__ENTRIES PROVIDED__:

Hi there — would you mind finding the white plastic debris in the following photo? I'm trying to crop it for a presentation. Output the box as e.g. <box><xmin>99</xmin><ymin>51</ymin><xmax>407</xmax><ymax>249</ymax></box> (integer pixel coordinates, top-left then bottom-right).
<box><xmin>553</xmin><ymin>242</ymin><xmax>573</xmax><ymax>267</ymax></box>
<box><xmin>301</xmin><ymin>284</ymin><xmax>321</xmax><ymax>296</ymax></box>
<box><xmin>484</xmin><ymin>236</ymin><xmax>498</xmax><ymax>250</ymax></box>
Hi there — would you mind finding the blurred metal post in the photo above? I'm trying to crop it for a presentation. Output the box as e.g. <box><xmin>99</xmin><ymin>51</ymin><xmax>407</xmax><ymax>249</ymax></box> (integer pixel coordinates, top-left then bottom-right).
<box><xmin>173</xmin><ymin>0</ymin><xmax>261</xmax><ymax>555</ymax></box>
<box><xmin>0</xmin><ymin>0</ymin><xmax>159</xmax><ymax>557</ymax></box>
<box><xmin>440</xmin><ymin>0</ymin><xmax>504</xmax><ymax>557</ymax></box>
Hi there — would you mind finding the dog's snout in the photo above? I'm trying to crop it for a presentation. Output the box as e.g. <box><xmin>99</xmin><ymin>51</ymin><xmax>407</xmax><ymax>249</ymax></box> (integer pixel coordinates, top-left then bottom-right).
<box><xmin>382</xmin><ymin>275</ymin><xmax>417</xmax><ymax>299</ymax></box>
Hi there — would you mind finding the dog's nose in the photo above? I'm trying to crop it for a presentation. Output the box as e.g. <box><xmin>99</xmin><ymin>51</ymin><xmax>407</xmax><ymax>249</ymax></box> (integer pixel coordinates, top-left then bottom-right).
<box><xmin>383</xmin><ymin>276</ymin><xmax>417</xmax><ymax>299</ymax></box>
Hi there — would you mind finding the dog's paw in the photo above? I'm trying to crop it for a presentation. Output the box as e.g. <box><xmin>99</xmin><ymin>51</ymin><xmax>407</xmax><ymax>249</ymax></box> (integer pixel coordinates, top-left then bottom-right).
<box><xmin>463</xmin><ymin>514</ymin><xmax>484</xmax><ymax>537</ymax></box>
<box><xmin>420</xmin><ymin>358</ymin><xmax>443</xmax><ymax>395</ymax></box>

__WHAT THIS TASK INVOLVES__: Reproduce the records above, substituting "report" for every occurrence of "presentation" and leaving all other text unchanged.

__EXERCISE SOLUTION__:
Hi there — would you mind finding the white plastic debris in the following photo? I'm trying to crop it for a report. Output the box as e.g. <box><xmin>99</xmin><ymin>51</ymin><xmax>407</xmax><ymax>249</ymax></box> (integer pixel coordinates, top-left then bottom-right).
<box><xmin>553</xmin><ymin>242</ymin><xmax>573</xmax><ymax>267</ymax></box>
<box><xmin>301</xmin><ymin>284</ymin><xmax>321</xmax><ymax>296</ymax></box>
<box><xmin>484</xmin><ymin>236</ymin><xmax>498</xmax><ymax>250</ymax></box>
Hi there — would you mind finding the blurred metal post in the photo above? I'm trying to crop it for a report. Output the box as e.g. <box><xmin>99</xmin><ymin>51</ymin><xmax>407</xmax><ymax>249</ymax></box> (integer pixel coordinates, top-left then bottom-right).
<box><xmin>173</xmin><ymin>0</ymin><xmax>261</xmax><ymax>555</ymax></box>
<box><xmin>0</xmin><ymin>0</ymin><xmax>159</xmax><ymax>557</ymax></box>
<box><xmin>440</xmin><ymin>0</ymin><xmax>504</xmax><ymax>557</ymax></box>
Hi there — would you mind finding the dog's snout in the photo above? I'm trying to crop it for a report. Output the box as e.g. <box><xmin>99</xmin><ymin>51</ymin><xmax>407</xmax><ymax>249</ymax></box> (integer pixel coordinates, top-left then bottom-right).
<box><xmin>382</xmin><ymin>275</ymin><xmax>417</xmax><ymax>299</ymax></box>
Hi there — would you mind finding the dog's nose in the photo above? I'm trying to crop it for a report. Output the box as e.g. <box><xmin>99</xmin><ymin>51</ymin><xmax>407</xmax><ymax>249</ymax></box> (integer pixel coordinates, top-left then bottom-right).
<box><xmin>383</xmin><ymin>276</ymin><xmax>417</xmax><ymax>299</ymax></box>
Hi there — would you mind finding the dog's paw in the photo above? I'm trying to crop it for a report. Output the box as e.g. <box><xmin>99</xmin><ymin>51</ymin><xmax>407</xmax><ymax>249</ymax></box> (integer pixel coordinates, top-left then bottom-right).
<box><xmin>463</xmin><ymin>514</ymin><xmax>484</xmax><ymax>537</ymax></box>
<box><xmin>420</xmin><ymin>358</ymin><xmax>443</xmax><ymax>395</ymax></box>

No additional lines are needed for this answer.